··· DATA LISTING ···

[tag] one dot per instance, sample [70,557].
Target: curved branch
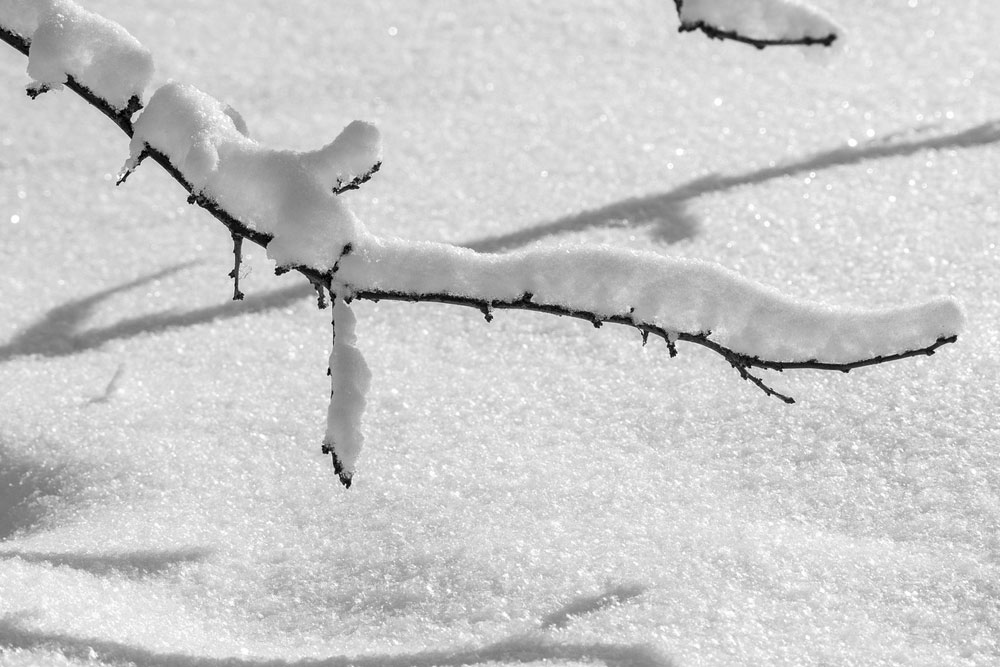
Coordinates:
[714,32]
[740,361]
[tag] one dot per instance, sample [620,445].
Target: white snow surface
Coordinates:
[21,16]
[761,19]
[287,194]
[350,379]
[673,293]
[68,40]
[532,491]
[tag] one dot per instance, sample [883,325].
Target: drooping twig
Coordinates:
[330,447]
[237,260]
[740,361]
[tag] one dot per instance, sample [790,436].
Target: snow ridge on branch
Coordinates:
[290,203]
[759,23]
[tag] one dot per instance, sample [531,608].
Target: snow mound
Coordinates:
[67,40]
[676,294]
[763,20]
[286,194]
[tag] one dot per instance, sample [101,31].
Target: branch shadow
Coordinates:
[60,332]
[526,649]
[133,564]
[27,489]
[671,221]
[589,604]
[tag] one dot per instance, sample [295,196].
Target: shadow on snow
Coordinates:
[527,648]
[667,213]
[130,564]
[60,332]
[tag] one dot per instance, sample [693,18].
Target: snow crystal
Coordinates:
[287,194]
[350,380]
[760,19]
[98,53]
[676,294]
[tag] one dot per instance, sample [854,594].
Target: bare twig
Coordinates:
[740,361]
[716,33]
[357,181]
[237,260]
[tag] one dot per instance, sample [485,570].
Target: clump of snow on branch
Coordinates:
[67,40]
[763,20]
[675,294]
[289,195]
[350,380]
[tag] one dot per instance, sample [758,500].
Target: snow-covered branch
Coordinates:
[289,203]
[760,23]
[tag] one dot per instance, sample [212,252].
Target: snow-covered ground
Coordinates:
[533,491]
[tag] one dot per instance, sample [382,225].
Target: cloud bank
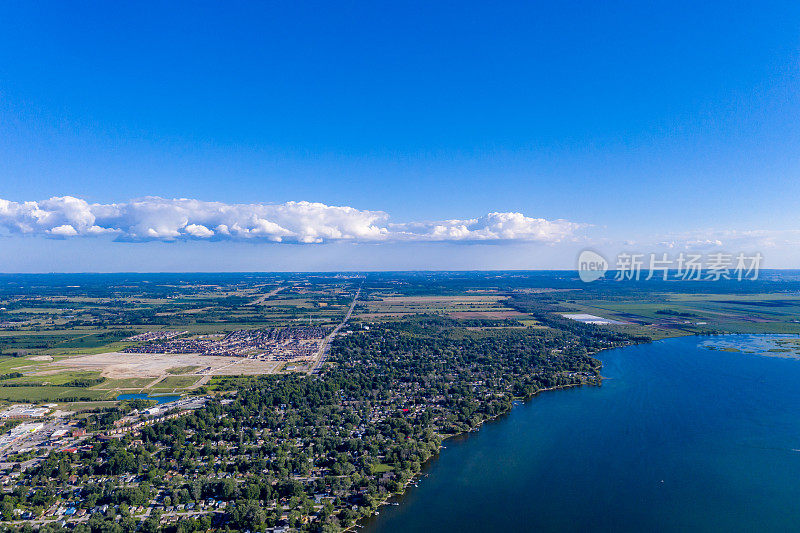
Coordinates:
[160,219]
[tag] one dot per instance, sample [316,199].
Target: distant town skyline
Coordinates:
[196,137]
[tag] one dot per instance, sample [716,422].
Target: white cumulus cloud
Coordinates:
[154,218]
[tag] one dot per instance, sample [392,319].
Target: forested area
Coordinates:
[312,452]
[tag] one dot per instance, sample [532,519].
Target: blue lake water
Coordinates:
[678,438]
[159,399]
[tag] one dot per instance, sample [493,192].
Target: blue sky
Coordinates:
[641,123]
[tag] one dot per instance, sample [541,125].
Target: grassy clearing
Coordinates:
[177,382]
[124,383]
[50,394]
[182,370]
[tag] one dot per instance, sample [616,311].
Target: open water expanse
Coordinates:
[680,437]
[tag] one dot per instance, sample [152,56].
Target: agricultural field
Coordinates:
[68,338]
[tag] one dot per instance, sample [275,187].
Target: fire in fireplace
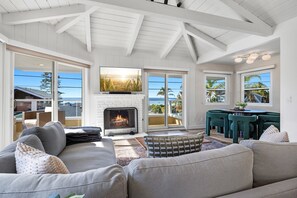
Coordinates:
[120,120]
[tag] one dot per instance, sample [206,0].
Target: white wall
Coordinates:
[201,106]
[44,36]
[275,60]
[288,77]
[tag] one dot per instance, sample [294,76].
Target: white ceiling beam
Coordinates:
[182,15]
[172,43]
[17,18]
[88,32]
[246,13]
[189,43]
[67,23]
[135,34]
[201,35]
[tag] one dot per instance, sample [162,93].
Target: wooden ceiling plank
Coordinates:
[172,43]
[189,43]
[67,23]
[246,14]
[135,34]
[201,35]
[17,18]
[181,15]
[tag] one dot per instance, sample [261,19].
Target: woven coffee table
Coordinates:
[173,145]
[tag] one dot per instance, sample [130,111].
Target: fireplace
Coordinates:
[120,120]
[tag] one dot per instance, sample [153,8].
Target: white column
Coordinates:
[6,101]
[55,96]
[2,135]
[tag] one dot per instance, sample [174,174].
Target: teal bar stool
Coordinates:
[246,124]
[219,120]
[265,121]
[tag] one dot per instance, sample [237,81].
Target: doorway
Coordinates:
[165,100]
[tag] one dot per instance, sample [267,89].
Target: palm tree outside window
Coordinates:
[216,89]
[257,87]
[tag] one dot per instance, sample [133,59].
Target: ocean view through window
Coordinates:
[33,91]
[165,95]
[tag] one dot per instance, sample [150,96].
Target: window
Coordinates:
[216,88]
[34,89]
[256,87]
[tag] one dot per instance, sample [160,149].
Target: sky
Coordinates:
[265,79]
[70,83]
[157,82]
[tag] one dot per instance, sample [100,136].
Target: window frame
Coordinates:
[243,75]
[227,93]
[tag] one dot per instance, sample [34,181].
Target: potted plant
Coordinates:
[240,106]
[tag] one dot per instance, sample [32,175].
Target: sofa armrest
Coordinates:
[273,162]
[101,183]
[286,188]
[204,174]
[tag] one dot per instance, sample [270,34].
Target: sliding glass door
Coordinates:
[165,100]
[46,90]
[70,94]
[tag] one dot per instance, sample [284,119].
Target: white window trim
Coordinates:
[227,83]
[270,104]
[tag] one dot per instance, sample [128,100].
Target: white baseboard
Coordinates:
[200,126]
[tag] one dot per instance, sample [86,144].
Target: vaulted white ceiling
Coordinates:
[152,27]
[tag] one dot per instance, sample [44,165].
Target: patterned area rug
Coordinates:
[128,150]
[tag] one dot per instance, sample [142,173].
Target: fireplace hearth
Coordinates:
[120,120]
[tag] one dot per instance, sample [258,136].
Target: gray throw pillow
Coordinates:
[7,158]
[30,140]
[7,163]
[52,136]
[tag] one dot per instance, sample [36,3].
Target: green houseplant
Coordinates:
[240,105]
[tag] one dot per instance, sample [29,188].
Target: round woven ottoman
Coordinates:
[171,146]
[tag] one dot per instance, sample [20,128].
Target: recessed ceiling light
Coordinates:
[266,57]
[238,60]
[254,56]
[250,61]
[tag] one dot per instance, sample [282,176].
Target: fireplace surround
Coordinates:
[120,120]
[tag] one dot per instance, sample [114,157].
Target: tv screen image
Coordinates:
[114,79]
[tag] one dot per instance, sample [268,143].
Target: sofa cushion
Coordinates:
[205,174]
[31,140]
[7,163]
[273,162]
[86,156]
[7,158]
[286,188]
[33,161]
[100,183]
[52,136]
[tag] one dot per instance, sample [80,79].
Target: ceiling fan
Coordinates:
[166,2]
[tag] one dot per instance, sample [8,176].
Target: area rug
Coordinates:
[130,149]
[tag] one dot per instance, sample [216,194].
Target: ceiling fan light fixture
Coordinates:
[238,60]
[253,56]
[250,61]
[266,57]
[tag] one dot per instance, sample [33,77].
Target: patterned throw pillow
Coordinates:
[272,134]
[33,161]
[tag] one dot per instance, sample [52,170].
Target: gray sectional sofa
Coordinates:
[249,170]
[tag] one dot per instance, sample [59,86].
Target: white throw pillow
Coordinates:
[33,161]
[272,134]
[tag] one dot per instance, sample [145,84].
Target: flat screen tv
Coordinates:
[120,80]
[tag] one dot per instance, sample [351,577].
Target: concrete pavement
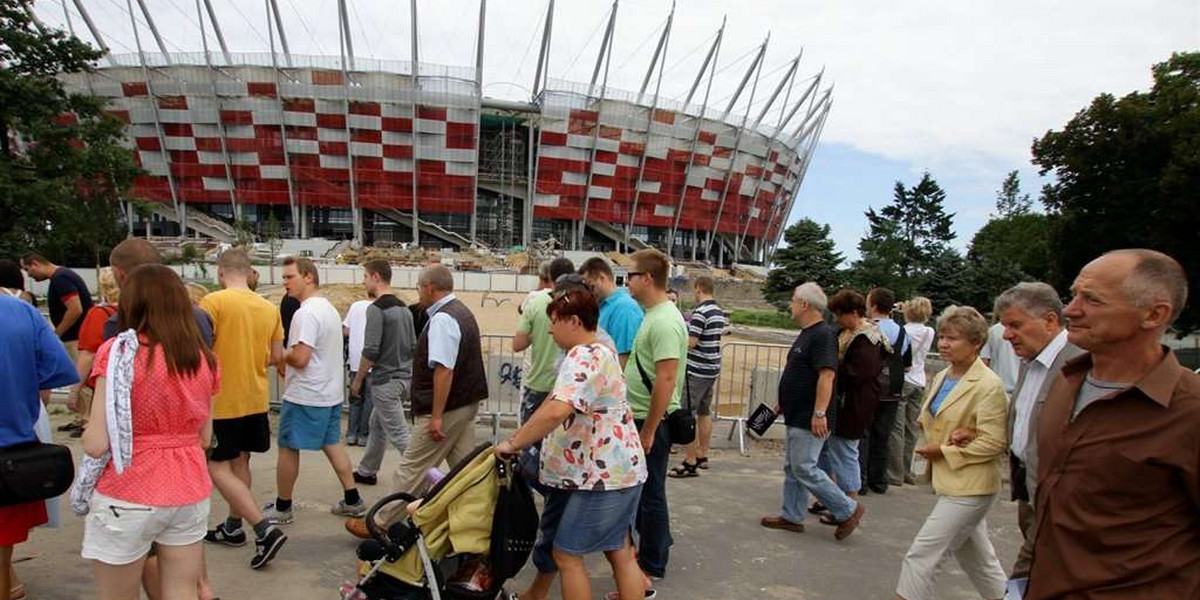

···

Can you show every line in the records above that contains the word "twig"?

Target: drooping twig
Target: bare twig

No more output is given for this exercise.